Task requirements:
1. Translate this sentence from the Fitzgerald flax twine case into Spanish: "From an order denying a motion for judgment notwithstanding verdict or for new trial, defendant appeals."
2. In the Fitzgerald flax twine case, write out everything from "Fitzgerald v. Int'l" down to "Elliott, J., dissenting.", substituting "Hennepin County" for "Ramsey County".

## Start Extract to read

Fitzgerald v. Int'l Flax Twine Co.

Decision Date01 May 1908
Citation104 Minn. 138,116 N.W. 475
PartiesFITZGERALD v. INTERNATIONAL FLAX TWINE CO.
CourtMinnesota Supreme Court
OPINION TEXT STARTS HERE

Appeal from District Court, Ramsey County; Hascal R. Brill, Judge.

Action by Loriene Fitzgerald, by Stephan Brady, her guardian, against the International Flax Twine Company. Verdict for plaintiff. From an order denying a motion for judgment notwithstanding verdict or for new trial, defendant appeals. Affirmed.

Elliott, J., dissenting.

Syllabus by the Court

The employment of an infant under the age of 16 years about dangerous machinery, the owner of which had not procured a certificate from the school superintendent or school board permitting such employment, as provided for in Laws 1907, p. 403, c. 299, is illegal. If injury results to an employé who is within such age from a failure properly to guard dangerous machinery at which she was required to work, these facts make a prima facie case for damages against the employer. Perry v. Tozer, 90 Minn. 431, 97 N. W. 137,101 Am. St. Rep. 416, followed and applied.

## End Extract to read
## Start Listed records

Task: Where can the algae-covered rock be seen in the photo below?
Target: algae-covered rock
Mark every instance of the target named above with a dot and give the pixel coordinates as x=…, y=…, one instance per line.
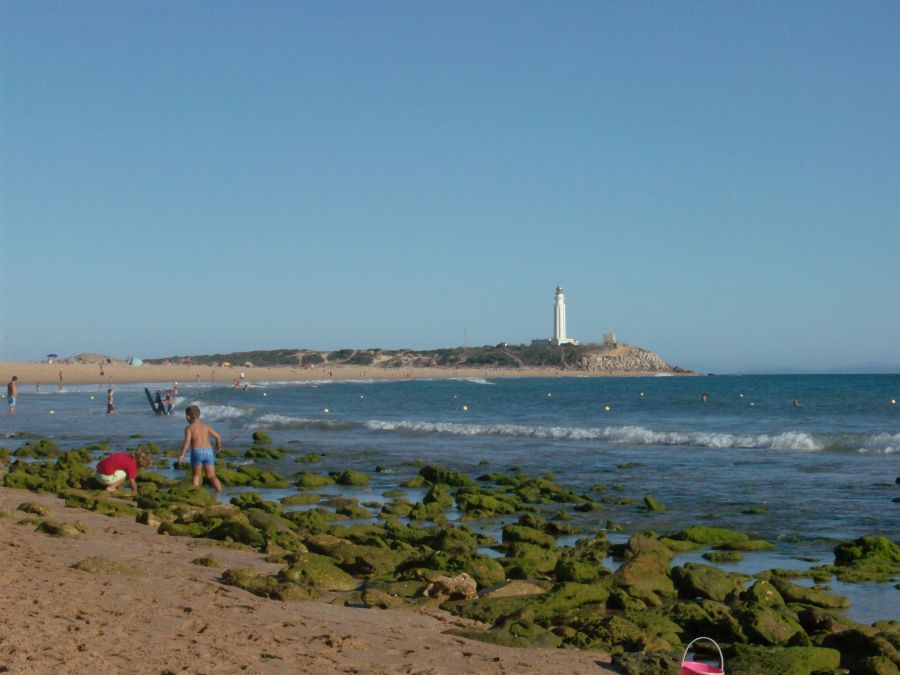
x=723, y=556
x=514, y=588
x=529, y=561
x=57, y=529
x=705, y=581
x=867, y=559
x=206, y=561
x=864, y=650
x=318, y=572
x=646, y=577
x=721, y=537
x=354, y=511
x=301, y=498
x=238, y=531
x=638, y=663
x=96, y=564
x=809, y=596
x=652, y=504
x=359, y=559
x=755, y=659
x=34, y=507
x=460, y=587
x=356, y=478
x=437, y=474
x=528, y=535
x=476, y=503
x=769, y=625
x=306, y=479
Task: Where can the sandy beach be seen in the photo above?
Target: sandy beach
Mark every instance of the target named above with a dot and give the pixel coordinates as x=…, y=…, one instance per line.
x=48, y=374
x=153, y=611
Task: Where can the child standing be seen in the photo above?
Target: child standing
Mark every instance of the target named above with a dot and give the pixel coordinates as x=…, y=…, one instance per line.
x=196, y=437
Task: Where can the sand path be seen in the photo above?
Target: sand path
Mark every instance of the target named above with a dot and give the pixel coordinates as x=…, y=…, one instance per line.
x=167, y=615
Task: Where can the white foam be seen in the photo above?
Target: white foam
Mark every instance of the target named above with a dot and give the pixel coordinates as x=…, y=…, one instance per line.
x=625, y=435
x=221, y=412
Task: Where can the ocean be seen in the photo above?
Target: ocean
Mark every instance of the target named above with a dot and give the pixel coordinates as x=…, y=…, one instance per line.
x=803, y=478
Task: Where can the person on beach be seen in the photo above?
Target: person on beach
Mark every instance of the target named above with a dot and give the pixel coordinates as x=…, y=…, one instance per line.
x=12, y=393
x=170, y=403
x=196, y=437
x=118, y=467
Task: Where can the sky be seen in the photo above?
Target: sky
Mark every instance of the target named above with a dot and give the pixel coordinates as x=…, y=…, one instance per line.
x=716, y=182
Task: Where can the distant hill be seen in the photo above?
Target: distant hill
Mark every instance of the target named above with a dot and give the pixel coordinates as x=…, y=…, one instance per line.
x=588, y=357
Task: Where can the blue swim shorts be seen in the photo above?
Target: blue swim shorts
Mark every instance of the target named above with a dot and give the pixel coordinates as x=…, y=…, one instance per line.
x=202, y=457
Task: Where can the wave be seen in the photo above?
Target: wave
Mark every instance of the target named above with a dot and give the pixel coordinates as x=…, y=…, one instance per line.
x=636, y=435
x=273, y=421
x=221, y=412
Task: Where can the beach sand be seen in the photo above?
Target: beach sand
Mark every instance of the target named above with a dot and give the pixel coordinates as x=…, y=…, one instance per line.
x=47, y=374
x=162, y=614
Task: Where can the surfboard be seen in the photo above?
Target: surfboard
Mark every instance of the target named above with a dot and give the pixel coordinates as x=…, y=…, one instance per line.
x=150, y=398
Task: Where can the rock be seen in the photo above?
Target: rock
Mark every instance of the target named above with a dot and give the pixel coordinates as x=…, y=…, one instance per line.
x=206, y=561
x=356, y=478
x=645, y=577
x=754, y=659
x=318, y=572
x=809, y=596
x=652, y=504
x=58, y=529
x=437, y=474
x=528, y=535
x=770, y=625
x=306, y=479
x=34, y=507
x=514, y=588
x=460, y=587
x=99, y=565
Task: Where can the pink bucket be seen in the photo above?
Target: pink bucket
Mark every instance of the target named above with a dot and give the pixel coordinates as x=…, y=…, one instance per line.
x=698, y=667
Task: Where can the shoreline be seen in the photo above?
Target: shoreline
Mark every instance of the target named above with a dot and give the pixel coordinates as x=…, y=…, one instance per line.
x=145, y=607
x=48, y=374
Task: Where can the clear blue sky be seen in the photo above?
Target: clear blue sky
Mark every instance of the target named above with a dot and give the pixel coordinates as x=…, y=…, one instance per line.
x=717, y=182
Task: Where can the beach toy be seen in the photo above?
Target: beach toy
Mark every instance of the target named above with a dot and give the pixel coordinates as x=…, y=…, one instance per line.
x=698, y=667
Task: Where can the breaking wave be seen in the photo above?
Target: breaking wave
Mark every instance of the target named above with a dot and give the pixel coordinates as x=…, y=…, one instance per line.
x=273, y=421
x=636, y=435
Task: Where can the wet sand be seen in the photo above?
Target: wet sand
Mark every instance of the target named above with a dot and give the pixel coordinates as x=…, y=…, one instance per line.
x=160, y=613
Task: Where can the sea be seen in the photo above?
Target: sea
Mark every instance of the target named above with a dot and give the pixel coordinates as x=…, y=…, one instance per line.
x=802, y=461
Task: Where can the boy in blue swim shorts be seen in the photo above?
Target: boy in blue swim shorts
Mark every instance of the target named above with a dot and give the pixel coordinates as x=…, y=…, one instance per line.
x=196, y=438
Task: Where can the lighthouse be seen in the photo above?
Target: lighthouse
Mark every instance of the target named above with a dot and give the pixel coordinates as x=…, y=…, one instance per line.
x=559, y=320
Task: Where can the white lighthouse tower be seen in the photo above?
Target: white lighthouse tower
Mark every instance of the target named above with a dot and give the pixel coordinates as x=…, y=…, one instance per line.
x=559, y=320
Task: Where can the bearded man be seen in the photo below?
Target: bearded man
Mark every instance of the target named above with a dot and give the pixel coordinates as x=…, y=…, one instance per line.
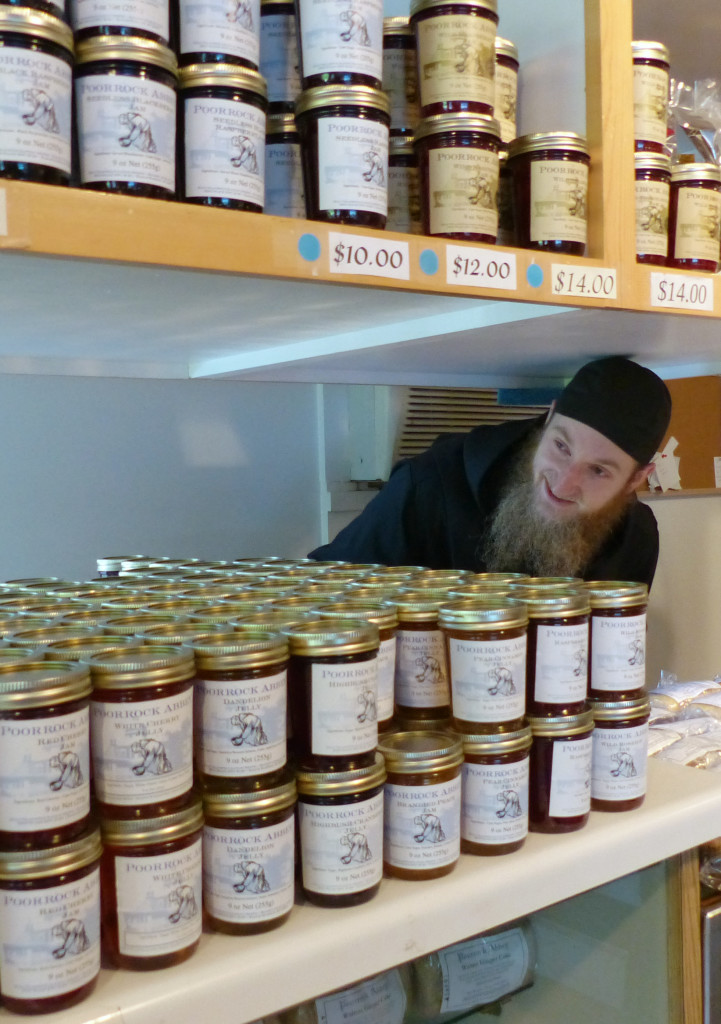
x=553, y=496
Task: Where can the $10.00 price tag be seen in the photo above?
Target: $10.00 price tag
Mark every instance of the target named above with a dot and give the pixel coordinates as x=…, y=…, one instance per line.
x=375, y=257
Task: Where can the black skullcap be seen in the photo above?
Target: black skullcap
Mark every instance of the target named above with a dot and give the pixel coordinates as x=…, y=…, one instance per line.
x=626, y=402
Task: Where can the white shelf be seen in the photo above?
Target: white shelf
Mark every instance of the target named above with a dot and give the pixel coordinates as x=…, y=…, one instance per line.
x=240, y=979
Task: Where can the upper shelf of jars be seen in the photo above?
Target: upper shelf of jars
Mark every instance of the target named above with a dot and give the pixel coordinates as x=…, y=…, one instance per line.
x=153, y=288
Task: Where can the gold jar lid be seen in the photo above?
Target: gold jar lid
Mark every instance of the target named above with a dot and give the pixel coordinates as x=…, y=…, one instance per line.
x=491, y=613
x=328, y=637
x=38, y=683
x=340, y=783
x=239, y=650
x=149, y=665
x=164, y=828
x=420, y=751
x=27, y=865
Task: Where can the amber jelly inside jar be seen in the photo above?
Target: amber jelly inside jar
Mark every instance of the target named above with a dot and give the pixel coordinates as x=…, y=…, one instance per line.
x=495, y=792
x=422, y=814
x=549, y=174
x=347, y=126
x=340, y=826
x=249, y=858
x=36, y=81
x=620, y=754
x=51, y=897
x=456, y=44
x=559, y=795
x=152, y=888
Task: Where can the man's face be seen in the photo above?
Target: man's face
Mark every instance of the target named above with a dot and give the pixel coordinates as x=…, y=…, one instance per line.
x=578, y=471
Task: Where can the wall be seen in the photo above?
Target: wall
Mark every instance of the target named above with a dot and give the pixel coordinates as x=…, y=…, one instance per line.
x=214, y=469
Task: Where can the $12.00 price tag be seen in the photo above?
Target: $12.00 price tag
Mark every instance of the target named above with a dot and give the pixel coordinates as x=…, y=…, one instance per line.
x=676, y=291
x=375, y=257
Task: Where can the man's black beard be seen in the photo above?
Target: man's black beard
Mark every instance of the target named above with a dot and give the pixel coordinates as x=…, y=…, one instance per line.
x=519, y=539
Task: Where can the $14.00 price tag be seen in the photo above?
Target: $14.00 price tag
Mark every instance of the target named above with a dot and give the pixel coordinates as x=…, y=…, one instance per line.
x=376, y=257
x=480, y=267
x=676, y=291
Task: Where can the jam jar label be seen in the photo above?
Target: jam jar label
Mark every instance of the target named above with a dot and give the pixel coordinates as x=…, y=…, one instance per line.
x=35, y=109
x=488, y=679
x=149, y=15
x=230, y=27
x=44, y=772
x=456, y=58
x=50, y=938
x=341, y=846
x=561, y=664
x=352, y=165
x=224, y=150
x=697, y=224
x=650, y=100
x=379, y=1000
x=142, y=750
x=337, y=36
x=495, y=802
x=620, y=757
x=619, y=652
x=421, y=670
x=423, y=824
x=159, y=901
x=483, y=970
x=126, y=130
x=558, y=201
x=248, y=873
x=279, y=57
x=344, y=714
x=652, y=217
x=570, y=777
x=241, y=726
x=462, y=190
x=284, y=180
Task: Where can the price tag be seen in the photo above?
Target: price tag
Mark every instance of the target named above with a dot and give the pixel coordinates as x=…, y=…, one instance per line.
x=375, y=257
x=676, y=291
x=480, y=267
x=585, y=283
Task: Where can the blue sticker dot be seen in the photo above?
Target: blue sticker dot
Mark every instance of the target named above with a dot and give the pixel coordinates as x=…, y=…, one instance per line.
x=534, y=275
x=309, y=247
x=429, y=262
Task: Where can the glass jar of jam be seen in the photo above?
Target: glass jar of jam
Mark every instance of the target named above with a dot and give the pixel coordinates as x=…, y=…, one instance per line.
x=620, y=754
x=618, y=643
x=141, y=729
x=344, y=132
x=495, y=792
x=652, y=195
x=36, y=83
x=558, y=641
x=459, y=167
x=694, y=217
x=284, y=169
x=559, y=794
x=422, y=815
x=45, y=763
x=549, y=174
x=333, y=692
x=249, y=858
x=456, y=41
x=50, y=925
x=222, y=132
x=340, y=827
x=152, y=888
x=650, y=95
x=126, y=109
x=400, y=75
x=240, y=707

## End Listed records

Solutions in order:
1. Contra una resolución que deniega una moción para que se dicte sentencia no obstante el veredicto o para un nuevo juicio, la parte demandada apela.

2.
Fitzgerald v. Int'l Flax Twine Co.

Decision Date01 May 1908
Citation104 Minn. 138,116 N.W. 475
PartiesFITZGERALD v. INTERNATIONAL FLAX TWINE CO.
CourtMinnesota Supreme Court
OPINION TEXT STARTS HERE

Appeal from District Court, Hennepin County; Hascal R. Brill, Judge.

Action by Loriene Fitzgerald, by Stephan Brady, her guardian, against the International Flax Twine Company. Verdict for plaintiff. From an order denying a motion for judgment notwithstanding verdict or for new trial, defendant appeals. Affirmed.

Elliott, J., dissenting.